(Named region outline records)
◆ ◆ ◆ ◆ ◆ ◆ ◆

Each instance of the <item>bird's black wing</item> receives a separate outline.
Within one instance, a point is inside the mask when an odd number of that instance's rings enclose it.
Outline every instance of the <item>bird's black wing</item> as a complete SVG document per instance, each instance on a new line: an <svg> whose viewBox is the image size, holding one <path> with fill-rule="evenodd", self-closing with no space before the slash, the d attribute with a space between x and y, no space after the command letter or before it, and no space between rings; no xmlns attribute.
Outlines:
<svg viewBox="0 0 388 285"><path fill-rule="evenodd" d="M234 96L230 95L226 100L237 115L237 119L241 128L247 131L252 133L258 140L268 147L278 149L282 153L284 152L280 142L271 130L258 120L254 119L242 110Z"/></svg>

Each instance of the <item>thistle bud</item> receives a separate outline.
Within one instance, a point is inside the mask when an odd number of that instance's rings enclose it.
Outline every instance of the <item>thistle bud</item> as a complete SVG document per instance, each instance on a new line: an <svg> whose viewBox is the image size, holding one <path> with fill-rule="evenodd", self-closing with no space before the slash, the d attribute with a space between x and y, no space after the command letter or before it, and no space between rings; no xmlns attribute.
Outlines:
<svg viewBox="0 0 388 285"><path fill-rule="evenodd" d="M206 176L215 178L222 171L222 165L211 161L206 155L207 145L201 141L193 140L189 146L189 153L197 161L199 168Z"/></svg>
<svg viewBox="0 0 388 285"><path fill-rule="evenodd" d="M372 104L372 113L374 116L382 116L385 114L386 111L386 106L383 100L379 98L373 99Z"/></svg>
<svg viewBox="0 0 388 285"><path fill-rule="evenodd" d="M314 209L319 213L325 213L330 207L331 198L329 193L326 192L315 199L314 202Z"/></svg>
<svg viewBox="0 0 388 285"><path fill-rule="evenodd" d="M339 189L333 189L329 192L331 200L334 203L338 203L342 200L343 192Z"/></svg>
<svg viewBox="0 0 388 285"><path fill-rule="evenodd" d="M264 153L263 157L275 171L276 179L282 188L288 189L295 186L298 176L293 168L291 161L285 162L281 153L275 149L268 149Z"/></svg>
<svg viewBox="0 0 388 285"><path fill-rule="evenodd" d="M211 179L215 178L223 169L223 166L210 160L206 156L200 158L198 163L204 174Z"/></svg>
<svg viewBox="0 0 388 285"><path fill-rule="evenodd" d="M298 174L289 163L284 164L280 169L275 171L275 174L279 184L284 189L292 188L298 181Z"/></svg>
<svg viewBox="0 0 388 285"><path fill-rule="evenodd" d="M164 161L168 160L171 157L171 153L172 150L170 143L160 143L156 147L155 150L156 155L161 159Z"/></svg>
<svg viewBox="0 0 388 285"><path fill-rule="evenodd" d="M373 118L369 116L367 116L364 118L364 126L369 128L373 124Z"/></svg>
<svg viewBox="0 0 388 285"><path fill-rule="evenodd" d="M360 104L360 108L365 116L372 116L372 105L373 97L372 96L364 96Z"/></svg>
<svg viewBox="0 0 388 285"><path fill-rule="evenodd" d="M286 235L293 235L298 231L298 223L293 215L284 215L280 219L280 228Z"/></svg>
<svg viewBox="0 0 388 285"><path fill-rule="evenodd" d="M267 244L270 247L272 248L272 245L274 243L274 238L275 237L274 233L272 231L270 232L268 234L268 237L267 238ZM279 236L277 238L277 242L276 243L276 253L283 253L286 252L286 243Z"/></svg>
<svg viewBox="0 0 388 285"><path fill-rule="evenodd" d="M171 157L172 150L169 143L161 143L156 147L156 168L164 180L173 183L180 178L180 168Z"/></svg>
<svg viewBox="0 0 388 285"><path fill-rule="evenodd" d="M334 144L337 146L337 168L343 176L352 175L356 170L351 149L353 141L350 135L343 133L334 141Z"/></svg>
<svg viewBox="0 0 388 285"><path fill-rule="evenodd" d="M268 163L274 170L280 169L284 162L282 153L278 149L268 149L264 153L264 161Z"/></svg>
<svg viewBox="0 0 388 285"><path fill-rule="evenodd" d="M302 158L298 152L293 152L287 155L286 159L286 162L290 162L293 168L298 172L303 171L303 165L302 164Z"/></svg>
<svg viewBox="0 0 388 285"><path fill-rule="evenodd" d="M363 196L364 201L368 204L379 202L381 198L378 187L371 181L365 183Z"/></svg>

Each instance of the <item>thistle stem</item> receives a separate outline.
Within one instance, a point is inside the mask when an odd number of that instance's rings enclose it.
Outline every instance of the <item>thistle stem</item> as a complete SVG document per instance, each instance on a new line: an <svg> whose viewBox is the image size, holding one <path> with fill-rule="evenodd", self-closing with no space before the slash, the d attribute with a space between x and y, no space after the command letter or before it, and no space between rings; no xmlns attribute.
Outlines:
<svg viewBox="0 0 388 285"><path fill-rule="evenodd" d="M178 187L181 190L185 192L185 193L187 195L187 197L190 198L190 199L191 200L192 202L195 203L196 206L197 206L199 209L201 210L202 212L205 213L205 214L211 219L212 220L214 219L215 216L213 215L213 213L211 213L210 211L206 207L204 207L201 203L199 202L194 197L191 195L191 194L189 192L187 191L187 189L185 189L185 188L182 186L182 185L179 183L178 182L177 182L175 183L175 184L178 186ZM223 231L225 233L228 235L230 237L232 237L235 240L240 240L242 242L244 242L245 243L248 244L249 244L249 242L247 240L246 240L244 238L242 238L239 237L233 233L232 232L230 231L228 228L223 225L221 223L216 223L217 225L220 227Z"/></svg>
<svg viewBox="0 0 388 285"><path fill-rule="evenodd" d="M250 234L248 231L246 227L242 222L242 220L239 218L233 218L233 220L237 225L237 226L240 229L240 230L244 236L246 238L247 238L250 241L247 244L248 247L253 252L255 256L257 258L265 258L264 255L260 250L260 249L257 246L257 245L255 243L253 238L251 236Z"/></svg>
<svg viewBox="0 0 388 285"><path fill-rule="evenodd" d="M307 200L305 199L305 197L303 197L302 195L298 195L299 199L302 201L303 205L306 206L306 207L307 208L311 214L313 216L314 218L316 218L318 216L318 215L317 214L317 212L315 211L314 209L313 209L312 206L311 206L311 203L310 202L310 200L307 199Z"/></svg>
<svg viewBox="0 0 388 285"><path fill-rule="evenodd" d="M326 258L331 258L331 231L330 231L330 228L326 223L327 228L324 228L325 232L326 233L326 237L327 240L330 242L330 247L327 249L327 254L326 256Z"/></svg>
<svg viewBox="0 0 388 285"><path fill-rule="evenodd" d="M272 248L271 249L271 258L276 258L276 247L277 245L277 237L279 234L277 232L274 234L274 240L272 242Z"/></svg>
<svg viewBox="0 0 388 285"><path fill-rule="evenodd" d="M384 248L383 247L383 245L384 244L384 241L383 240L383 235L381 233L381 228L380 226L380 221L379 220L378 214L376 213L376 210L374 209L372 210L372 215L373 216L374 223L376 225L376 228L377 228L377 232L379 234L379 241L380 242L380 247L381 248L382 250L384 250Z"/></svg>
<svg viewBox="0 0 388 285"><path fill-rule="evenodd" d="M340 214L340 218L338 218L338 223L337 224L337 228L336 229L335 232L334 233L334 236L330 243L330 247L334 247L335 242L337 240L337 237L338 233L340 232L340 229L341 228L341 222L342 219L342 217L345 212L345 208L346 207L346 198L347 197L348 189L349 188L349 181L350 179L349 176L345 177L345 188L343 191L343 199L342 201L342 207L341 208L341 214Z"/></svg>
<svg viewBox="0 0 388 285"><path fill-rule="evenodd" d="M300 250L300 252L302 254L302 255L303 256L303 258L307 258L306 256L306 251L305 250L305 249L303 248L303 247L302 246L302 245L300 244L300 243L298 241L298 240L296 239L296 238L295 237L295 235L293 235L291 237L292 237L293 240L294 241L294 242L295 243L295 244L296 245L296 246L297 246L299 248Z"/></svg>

◆ ◆ ◆ ◆ ◆ ◆ ◆

Please put every line of the listing above into a JSON list of strings, with one string per line and blank lines left out.

[
  "Each instance of the <item>bird's black wing</item> receives a separate outline.",
  "Within one instance, a point is inside the mask when an odd number of that instance's rings enclose it.",
  "Outline every instance of the <item>bird's black wing</item> as a complete SVG document per instance, each instance on a new line: an <svg> whose viewBox is the image size, holding one <path> with fill-rule=\"evenodd\", self-closing with no space before the slash, the d attribute with a space between x and y, no space after the command letter or before it, and no space between rings; no xmlns attribute.",
  "Outlines:",
  "<svg viewBox=\"0 0 388 285\"><path fill-rule=\"evenodd\" d=\"M234 96L230 95L226 100L237 115L237 119L241 128L247 131L252 133L258 140L268 147L278 149L282 153L284 152L280 142L271 130L258 120L254 119L242 110Z\"/></svg>",
  "Each instance of the <item>thistle bud</item> receives a separate outline.",
  "Within one instance, a point is inside the mask when an odd number of that instance's rings enclose it.",
  "Outline every instance of the <item>thistle bud</item> as a complete SVG document per instance, each instance on a new line: an <svg> whose viewBox is the image size, holding one <path> with fill-rule=\"evenodd\", self-closing with no space before the slash, the d attribute with a space between x and y, no space after the command letter or before it, and no space between rings; no xmlns attribute.",
  "Outlines:",
  "<svg viewBox=\"0 0 388 285\"><path fill-rule=\"evenodd\" d=\"M206 176L215 178L222 171L222 165L211 161L206 155L207 145L201 141L193 140L189 146L189 153L197 161L199 168Z\"/></svg>",
  "<svg viewBox=\"0 0 388 285\"><path fill-rule=\"evenodd\" d=\"M372 104L372 113L374 116L382 116L385 114L386 111L386 106L383 100L379 98L373 99Z\"/></svg>",
  "<svg viewBox=\"0 0 388 285\"><path fill-rule=\"evenodd\" d=\"M314 209L319 213L325 213L330 207L331 198L329 193L326 192L315 199L314 202Z\"/></svg>",
  "<svg viewBox=\"0 0 388 285\"><path fill-rule=\"evenodd\" d=\"M339 189L333 189L329 192L331 200L334 203L338 203L342 200L343 192Z\"/></svg>",
  "<svg viewBox=\"0 0 388 285\"><path fill-rule=\"evenodd\" d=\"M264 153L263 157L275 171L276 179L282 188L288 189L295 186L298 176L293 168L291 161L285 162L281 153L275 149L268 149Z\"/></svg>",
  "<svg viewBox=\"0 0 388 285\"><path fill-rule=\"evenodd\" d=\"M211 179L215 178L223 169L223 166L210 160L206 156L200 158L198 163L204 174Z\"/></svg>",
  "<svg viewBox=\"0 0 388 285\"><path fill-rule=\"evenodd\" d=\"M298 174L289 163L284 164L280 169L275 171L275 174L279 184L284 189L292 188L298 181Z\"/></svg>",
  "<svg viewBox=\"0 0 388 285\"><path fill-rule=\"evenodd\" d=\"M164 161L168 160L171 157L171 153L172 150L170 143L160 143L156 147L155 150L156 155L161 159Z\"/></svg>",
  "<svg viewBox=\"0 0 388 285\"><path fill-rule=\"evenodd\" d=\"M373 118L369 116L367 116L364 118L364 126L369 128L373 124Z\"/></svg>",
  "<svg viewBox=\"0 0 388 285\"><path fill-rule=\"evenodd\" d=\"M360 104L360 108L365 116L372 116L372 105L373 97L372 96L364 96Z\"/></svg>",
  "<svg viewBox=\"0 0 388 285\"><path fill-rule=\"evenodd\" d=\"M286 235L293 235L298 231L298 223L293 215L284 215L280 219L280 228Z\"/></svg>",
  "<svg viewBox=\"0 0 388 285\"><path fill-rule=\"evenodd\" d=\"M267 244L270 247L272 248L272 245L274 243L274 238L275 237L274 233L272 231L270 232L268 234L268 237L267 238ZM279 236L277 238L277 242L276 243L276 253L283 253L286 252L286 243Z\"/></svg>",
  "<svg viewBox=\"0 0 388 285\"><path fill-rule=\"evenodd\" d=\"M171 157L172 150L169 143L161 143L156 147L156 168L164 180L173 183L180 178L180 168Z\"/></svg>",
  "<svg viewBox=\"0 0 388 285\"><path fill-rule=\"evenodd\" d=\"M334 144L337 146L337 168L343 176L352 175L356 170L351 149L353 141L350 135L343 133L334 141Z\"/></svg>",
  "<svg viewBox=\"0 0 388 285\"><path fill-rule=\"evenodd\" d=\"M268 163L274 170L280 169L284 162L282 153L278 149L268 149L264 153L264 161Z\"/></svg>",
  "<svg viewBox=\"0 0 388 285\"><path fill-rule=\"evenodd\" d=\"M302 158L298 152L293 152L287 155L286 159L286 162L290 162L293 168L298 172L303 171L303 165L302 164Z\"/></svg>",
  "<svg viewBox=\"0 0 388 285\"><path fill-rule=\"evenodd\" d=\"M363 196L364 201L368 204L379 202L381 198L378 187L371 181L365 183Z\"/></svg>",
  "Each instance of the <item>thistle stem</item> receives a separate outline.",
  "Within one instance, a point is inside the mask when an odd number of that instance's rings enclose it.",
  "Outline every instance of the <item>thistle stem</item> as a complete SVG document per instance, each instance on a new line: an <svg> whose viewBox is the image size, holding one <path> with fill-rule=\"evenodd\", self-closing with no space before the slash, the d attribute with a space between x and y, no space after the command letter or before it, and no space between rings; no xmlns attribute.",
  "Outlines:",
  "<svg viewBox=\"0 0 388 285\"><path fill-rule=\"evenodd\" d=\"M178 187L181 190L185 192L185 193L187 195L187 197L190 198L190 199L191 200L192 202L195 203L196 206L197 206L199 209L201 210L202 212L205 213L205 214L211 219L212 220L214 219L215 216L213 215L213 213L211 213L210 211L206 207L204 207L201 203L199 202L194 197L191 195L191 194L189 192L187 191L187 189L185 189L185 188L182 186L182 185L179 183L178 182L177 182L175 183L175 184L178 186ZM223 231L225 233L228 235L230 237L232 237L235 240L240 240L242 242L244 242L245 243L248 244L249 244L249 242L247 240L246 240L244 238L242 238L239 237L233 233L232 232L230 231L228 228L223 225L221 223L216 223L217 225L220 227Z\"/></svg>",
  "<svg viewBox=\"0 0 388 285\"><path fill-rule=\"evenodd\" d=\"M250 234L248 231L246 227L242 222L242 220L239 218L233 218L233 220L237 225L237 226L240 229L240 230L244 236L246 238L247 238L250 241L247 244L248 247L253 252L255 256L257 258L265 258L264 255L260 250L260 249L257 246L257 245L255 243L253 238L251 236Z\"/></svg>",
  "<svg viewBox=\"0 0 388 285\"><path fill-rule=\"evenodd\" d=\"M307 200L305 199L305 197L303 197L302 195L298 195L299 199L302 201L303 205L306 206L306 207L307 208L311 214L313 216L314 218L316 218L318 216L318 215L317 214L317 212L315 211L314 209L313 209L312 206L311 206L311 203L310 202L310 200L307 199Z\"/></svg>",
  "<svg viewBox=\"0 0 388 285\"><path fill-rule=\"evenodd\" d=\"M326 258L331 258L331 231L330 231L330 228L326 223L327 228L324 228L325 232L326 233L326 237L327 240L330 242L330 247L327 249L327 254L326 256Z\"/></svg>",
  "<svg viewBox=\"0 0 388 285\"><path fill-rule=\"evenodd\" d=\"M272 248L271 249L271 258L276 258L276 247L277 245L277 237L279 234L277 232L274 234L274 240L272 242Z\"/></svg>",
  "<svg viewBox=\"0 0 388 285\"><path fill-rule=\"evenodd\" d=\"M384 248L383 247L383 245L384 244L384 241L383 240L383 235L381 233L381 228L380 226L380 221L379 220L378 214L376 213L376 210L374 209L372 210L372 215L373 216L374 223L376 225L376 228L377 228L377 232L379 234L379 241L380 242L380 247L381 248L382 250L384 250Z\"/></svg>",
  "<svg viewBox=\"0 0 388 285\"><path fill-rule=\"evenodd\" d=\"M340 214L340 218L338 218L338 223L337 224L337 228L336 229L335 232L334 233L334 236L330 243L330 247L334 247L335 242L337 240L337 237L338 233L340 232L340 229L341 228L341 222L342 219L342 217L345 212L345 208L346 207L346 198L347 197L348 189L349 188L349 181L350 179L349 176L345 177L345 188L343 191L343 199L342 201L342 207L341 208L341 214Z\"/></svg>",
  "<svg viewBox=\"0 0 388 285\"><path fill-rule=\"evenodd\" d=\"M300 250L300 252L302 254L302 255L303 256L303 258L307 258L306 256L306 251L305 250L305 249L303 248L303 247L302 246L302 245L300 244L300 243L298 241L298 240L296 239L296 238L295 237L295 235L293 235L291 237L292 237L293 240L294 241L294 242L295 243L295 244L296 245L296 246L297 246L299 248Z\"/></svg>"
]